ASSIGNMENT
Make an exact copy of every entry below, with the pictures left out.

▬▬▬▬▬▬▬▬▬▬

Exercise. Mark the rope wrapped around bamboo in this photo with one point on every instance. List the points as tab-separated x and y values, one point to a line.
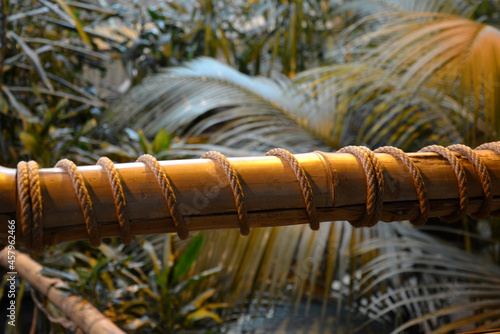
355	184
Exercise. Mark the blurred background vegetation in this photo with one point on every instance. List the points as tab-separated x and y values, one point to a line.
82	79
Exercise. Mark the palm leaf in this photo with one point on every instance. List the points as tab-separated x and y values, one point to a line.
365	8
359	104
208	100
444	52
427	282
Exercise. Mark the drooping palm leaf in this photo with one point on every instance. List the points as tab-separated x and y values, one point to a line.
359	104
429	283
218	105
442	52
365	8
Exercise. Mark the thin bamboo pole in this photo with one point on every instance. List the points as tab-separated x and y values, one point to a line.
272	193
80	311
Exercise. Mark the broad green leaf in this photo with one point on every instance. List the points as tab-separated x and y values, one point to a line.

▬▬▬▬▬▬▬▬▬▬

THE COMPLETED TASK
Exercise. Mark the rope wrapped around bamboo in this photo with one point on every instance. List the points as tab-separated x and y values, one point to a line.
355	184
Exercise. Mark the blurred background vegetation in this photo with one point on every instance. List the points as tab-separated x and y values, one point to a line.
82	79
Exercise. Mark the palm leaf in this photo with one point on every instance. List the points as tab-separated x and y values, one point to a line.
365	8
359	104
208	100
444	52
427	282
Exercise. Mark the drooping palm leaf in this photo with one point on every instance. List the points as tab-separated x and y values, one point to a line.
359	104
429	283
218	105
442	52
365	8
Exercise. Mark the thin bamboo pole in this photo with one point on every instance. List the points as tab-separated x and y values, one point to a line.
272	193
80	311
Exercise. Mark the broad green leaf in this photo with one point on every instance. List the points as tab-separated x and y values, one point to a line.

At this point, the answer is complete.